*Source*.
━━━━━━━━━━━━━━━━━━━━

UNITED STATES

SECURITIES AND EXCHANGE COMMISSION

Washington, DC  20549

 

FORM 8-K

 

CURRENT REPORT

 

Pursuant to Section 13 or 15 (d) of

The Securities Exchange Act of 1934

 

Date of Report (date of earliest event reported): March 12, 2012

 

KEMET Corporation

(Exact name of registrant as specified in its charter)

 

Delaware

 

1-15491

 

57-0923789

(State or other

 

(Commission File Number)

 

(IRS Employer

jurisdiction)

 

 

 

Identification No.)

 

2835 KEMET Way, Simpsonville, SC

 

29681

(Address of principal executive offices)

 

(Zip Code)

 

Registrant’s telephone number, including area code:  (864) 963-6300

 

Check the appropriate box below if the Form 8-K filing is intended to simultaneously satisfy the filing obligation of the registrant under any of the following provisions:

 

o Written communications pursuant to Rule 425 under the Securities Act (17 CRS 230.425)

 

o Soliciting material pursuant to Rule 14a-12 under the Exchange Act (17 CFR 240.14a-12)

 

o Pre-commencement communications pursuant to Rule 14d-2(b) under the Exchange Act (17 CFR 240.14d-2(b))

 

o Pre-commencement communications pursuant to Rule 13e-4(c) under the Exchange Act (17 CFR 240.13a-4c))

 

 

 



 

Item 1.01               Entry into a Material Definitive Agreement.

 

On March 12, 2012, KEMET Electronics Corporation (“KEMET”), a wholly owned subsidiary of KEMET Corporation, entered into a stock purchase agreement (the “Stock Purchase Agreement”) to acquire an approximately 34% economic interest with a 51% voting common stock interest in NEC TOKIN Corporation (“NT”), a manufacturer of tantalum capacitors, electro-magnetic, electro-mechanical and access devices, and a subsidiary of NEC Corporation of Japan (“NEC”).  KEMET will pay a purchase price of $50.0 million for new shares of common stock of NT representing the 34% economic interest and 51% voting interest in NT.  The transaction is subject to customary closing conditions, including required regulatory filings.  The Stock Purchase Agreement contains customary covenants, representations and warranties.  The transaction is expected to close this summer (the “Initial Closing”).  This summary is qualified in its entirety by the text of the Stock Purchase Agreement, which has been included as Exhibit 99.2 and is incorporated by reference.

 

In connection with entry into the Stock Purchase Agreement, KEMET entered into a Stockholders’ Agreement (the “Stockholders Agreement”) with NT and NEC, which provides for restrictions on transfers of NT’s capital stock, certain tag-along and first refusal rights on transfer, restrictions on NEC’s ability to convert the preferred stock of NT held by it, certain management services to be provided to NT by KEMET (or an affiliate of KEMET) and certain board representation rights.  At the Initial Closing, KEMET will hold four of seven director positions, however, NEC will be provided with significant board minority rights.  The Stockholders’ Agreement also contemplates an additional loan from NEC to NT in connection with NT’s rebuilding of its operations in Thailand as a result of the 2011 flooding.  This summary is qualified in its entirety by the text of the Stockholders’ Agreement, which has been included as Exhibit 99.3 and is incorporated by reference.

━━━━━━━━━━━━━━━━━━━━

*Supplied information*.
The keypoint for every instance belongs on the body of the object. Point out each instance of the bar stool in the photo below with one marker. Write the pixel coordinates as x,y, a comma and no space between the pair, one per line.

━━━━━━━━━━━━━━━━━━━━

*To-do list*.
A: According to the KEMET filing, what purchase price will KEMET pay for the new shares of NT common stock?
B: Carry on the KEMET filing, picking up right after its last sentence.

*The results*.
A: $50.0 million.

B:
 

Concurrently with entry into the Stock Purchase Agreement and the Stockholders’ Agreement, KEMET entered into an Option Agreement with NEC whereby KEMET may purchase additional shares of NT common stock from NT for a purchase price of $50.0 million resulting in an economic interest of approximately 49% while maintaining ownership of 51% of the voting common stock (the “First Call Option”) by providing notice of the First Call Option between the Initial Closing and August 31, 2014.  Upon providing such notice, KEMET may also purchase all outstanding capital stock of NT from its stockholders, primarily NEC, for a purchase price based on a multiple of NT’s last-twelve-month financial performance and the outstanding amount of NT’s debt obligation to NEC (the “Second Call Option”) by providing notice of the Second Call Option by May 31, 2018.  Beginning August 1, 2014 through May 31, 2018, NEC may require KEMET to purchase all outstanding capital stock of NT from its stockholders, primarily NEC, however, NEC may only exercise this right (the “Put Right”) from August 1, 2014 through April 1, 2016 if NT achieves certain financial performance.  The purchase price for the Put Right is based on NT’s last-twelve-month financial performance and the outstanding amount of NT’s debt obligation to NEC.  The determination of the purchase price is modified in the event there is an unresolved agreement between NEC and KEMET under the Stockholders’ Agreement.  In the event the Put Right is exercised, NEC will be required to maintain in place the outstanding debt obligation owed by NT to NEC.  The closing of the First Call Option, the Second Call Option or the Put Right is subject to customary closing conditions, including required regulatory filings.  This summary is qualified in its entirety by the text of the Option Agreement, which has been included as Exhibit 99.4 and is incorporated by reference.

 

A copy of a news release reporting entry into the agreements has been included as Exhibit 99.1.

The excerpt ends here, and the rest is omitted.